### WHAT IS ASKED
Identify each line below that contains the string "overcast" and copy those lines out in full.

Items in a dataset:
+++++
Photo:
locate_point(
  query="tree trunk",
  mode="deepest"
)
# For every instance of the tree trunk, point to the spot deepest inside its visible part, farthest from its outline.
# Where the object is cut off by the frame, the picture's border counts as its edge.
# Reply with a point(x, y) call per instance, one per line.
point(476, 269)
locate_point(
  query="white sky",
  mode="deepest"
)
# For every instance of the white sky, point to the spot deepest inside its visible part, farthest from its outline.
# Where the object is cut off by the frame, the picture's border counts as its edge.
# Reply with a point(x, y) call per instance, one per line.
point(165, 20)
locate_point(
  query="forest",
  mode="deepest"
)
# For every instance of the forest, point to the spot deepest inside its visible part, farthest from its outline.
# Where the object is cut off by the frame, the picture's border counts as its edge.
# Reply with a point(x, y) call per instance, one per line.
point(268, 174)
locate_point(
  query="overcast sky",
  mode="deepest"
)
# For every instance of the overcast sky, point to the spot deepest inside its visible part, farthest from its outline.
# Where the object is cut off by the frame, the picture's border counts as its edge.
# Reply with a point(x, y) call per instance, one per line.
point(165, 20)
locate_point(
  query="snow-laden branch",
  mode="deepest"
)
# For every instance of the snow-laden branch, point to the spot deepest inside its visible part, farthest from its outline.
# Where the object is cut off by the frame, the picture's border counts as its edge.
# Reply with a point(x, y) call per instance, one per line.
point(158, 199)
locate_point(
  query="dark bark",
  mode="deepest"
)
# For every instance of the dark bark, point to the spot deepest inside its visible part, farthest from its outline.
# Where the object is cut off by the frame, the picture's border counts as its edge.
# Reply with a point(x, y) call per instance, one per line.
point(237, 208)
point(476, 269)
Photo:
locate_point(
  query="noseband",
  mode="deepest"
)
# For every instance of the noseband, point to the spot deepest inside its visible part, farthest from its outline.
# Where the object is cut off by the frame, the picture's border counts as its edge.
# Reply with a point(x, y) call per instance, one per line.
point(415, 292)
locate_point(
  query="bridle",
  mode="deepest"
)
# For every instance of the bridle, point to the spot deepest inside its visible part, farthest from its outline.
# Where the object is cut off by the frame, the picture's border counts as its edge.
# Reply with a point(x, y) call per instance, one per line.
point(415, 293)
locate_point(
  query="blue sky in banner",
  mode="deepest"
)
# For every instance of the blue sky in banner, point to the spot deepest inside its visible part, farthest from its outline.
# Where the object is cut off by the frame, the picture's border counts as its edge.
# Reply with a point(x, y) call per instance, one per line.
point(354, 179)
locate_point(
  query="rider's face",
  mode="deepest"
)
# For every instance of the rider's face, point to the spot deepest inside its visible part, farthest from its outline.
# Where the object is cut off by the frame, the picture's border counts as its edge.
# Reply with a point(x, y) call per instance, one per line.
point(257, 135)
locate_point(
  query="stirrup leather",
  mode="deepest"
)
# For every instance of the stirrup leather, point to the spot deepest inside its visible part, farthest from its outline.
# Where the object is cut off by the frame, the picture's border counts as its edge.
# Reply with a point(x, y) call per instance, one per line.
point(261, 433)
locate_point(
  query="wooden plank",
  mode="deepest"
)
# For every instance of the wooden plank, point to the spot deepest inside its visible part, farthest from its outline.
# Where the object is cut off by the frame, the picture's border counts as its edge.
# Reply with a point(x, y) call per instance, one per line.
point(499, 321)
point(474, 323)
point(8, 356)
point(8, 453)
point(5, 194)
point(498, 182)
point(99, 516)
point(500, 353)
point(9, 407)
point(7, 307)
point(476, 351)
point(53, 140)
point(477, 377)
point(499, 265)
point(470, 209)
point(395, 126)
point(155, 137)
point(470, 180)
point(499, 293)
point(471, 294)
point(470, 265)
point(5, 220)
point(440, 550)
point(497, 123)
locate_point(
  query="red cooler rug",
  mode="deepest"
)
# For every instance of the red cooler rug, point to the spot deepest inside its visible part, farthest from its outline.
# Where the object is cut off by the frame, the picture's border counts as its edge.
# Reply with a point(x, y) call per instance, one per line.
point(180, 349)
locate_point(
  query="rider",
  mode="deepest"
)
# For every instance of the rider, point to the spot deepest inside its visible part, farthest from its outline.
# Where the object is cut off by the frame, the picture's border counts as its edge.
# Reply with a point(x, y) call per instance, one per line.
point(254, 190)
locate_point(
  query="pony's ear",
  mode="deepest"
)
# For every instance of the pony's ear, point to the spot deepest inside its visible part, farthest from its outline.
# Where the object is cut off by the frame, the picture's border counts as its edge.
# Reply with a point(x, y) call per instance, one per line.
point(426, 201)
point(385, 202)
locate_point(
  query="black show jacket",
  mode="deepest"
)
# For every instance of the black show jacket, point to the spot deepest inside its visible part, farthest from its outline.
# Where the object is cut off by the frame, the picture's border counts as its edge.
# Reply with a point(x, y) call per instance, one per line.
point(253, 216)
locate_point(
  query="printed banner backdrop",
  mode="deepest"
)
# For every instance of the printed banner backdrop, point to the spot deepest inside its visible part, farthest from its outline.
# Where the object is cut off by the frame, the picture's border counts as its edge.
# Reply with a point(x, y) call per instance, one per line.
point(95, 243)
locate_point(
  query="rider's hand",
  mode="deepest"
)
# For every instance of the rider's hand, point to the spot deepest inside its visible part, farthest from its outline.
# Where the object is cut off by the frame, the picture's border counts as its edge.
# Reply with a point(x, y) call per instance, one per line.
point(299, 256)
+++++
### EXERCISE RESPONSE
  query="overcast sky",
# For every instance of the overcast sky, point to the spot deepest inside its visible part, farthest from its outline.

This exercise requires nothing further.